*** Begin section ***

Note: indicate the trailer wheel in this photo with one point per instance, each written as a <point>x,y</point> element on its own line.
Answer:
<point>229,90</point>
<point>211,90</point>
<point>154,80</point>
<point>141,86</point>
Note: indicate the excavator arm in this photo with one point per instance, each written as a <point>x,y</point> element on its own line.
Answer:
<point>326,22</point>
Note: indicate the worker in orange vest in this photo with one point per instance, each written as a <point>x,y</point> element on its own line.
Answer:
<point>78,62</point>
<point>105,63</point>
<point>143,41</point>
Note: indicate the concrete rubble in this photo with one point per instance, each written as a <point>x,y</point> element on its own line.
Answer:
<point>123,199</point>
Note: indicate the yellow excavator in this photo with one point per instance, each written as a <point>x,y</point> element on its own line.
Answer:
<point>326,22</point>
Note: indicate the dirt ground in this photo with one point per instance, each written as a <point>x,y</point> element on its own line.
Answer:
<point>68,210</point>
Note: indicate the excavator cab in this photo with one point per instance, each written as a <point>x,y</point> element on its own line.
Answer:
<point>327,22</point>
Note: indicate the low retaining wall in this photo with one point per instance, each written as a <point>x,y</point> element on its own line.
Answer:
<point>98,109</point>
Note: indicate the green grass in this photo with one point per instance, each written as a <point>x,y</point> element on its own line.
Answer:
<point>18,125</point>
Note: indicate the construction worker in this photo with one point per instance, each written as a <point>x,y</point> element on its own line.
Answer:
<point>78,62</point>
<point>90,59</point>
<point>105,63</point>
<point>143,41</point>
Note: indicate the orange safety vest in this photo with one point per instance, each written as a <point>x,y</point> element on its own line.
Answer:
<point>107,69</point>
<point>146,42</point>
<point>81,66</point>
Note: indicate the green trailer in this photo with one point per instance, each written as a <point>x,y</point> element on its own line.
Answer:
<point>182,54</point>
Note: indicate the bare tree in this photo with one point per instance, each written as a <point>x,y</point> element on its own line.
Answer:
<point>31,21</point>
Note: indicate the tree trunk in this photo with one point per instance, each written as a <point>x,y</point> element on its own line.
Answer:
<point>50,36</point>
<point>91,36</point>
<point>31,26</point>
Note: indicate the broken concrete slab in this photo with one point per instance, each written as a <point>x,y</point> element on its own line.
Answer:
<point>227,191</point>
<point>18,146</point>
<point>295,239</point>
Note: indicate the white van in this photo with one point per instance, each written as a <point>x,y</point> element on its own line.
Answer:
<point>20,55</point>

*** End section ***

## Task goal
Copy nothing except the lines from the one with "Note: indicate the tree" through the end of the records; keep each exactly as it appears, first and last included.

## Answer for this exercise
Note: indicate the tree trunk in this photo with one point per instance, each written as a <point>x,y</point> element on its own line.
Answer:
<point>50,36</point>
<point>91,36</point>
<point>31,26</point>
Note: indicate the broken concrete slab in this photo with one point per instance, each written as a <point>x,y</point> element on its own line.
Answer:
<point>227,191</point>
<point>18,146</point>
<point>295,239</point>
Note: indicate the white van in this photo with one point per instance, each written as a <point>x,y</point> element on its own line.
Answer:
<point>20,55</point>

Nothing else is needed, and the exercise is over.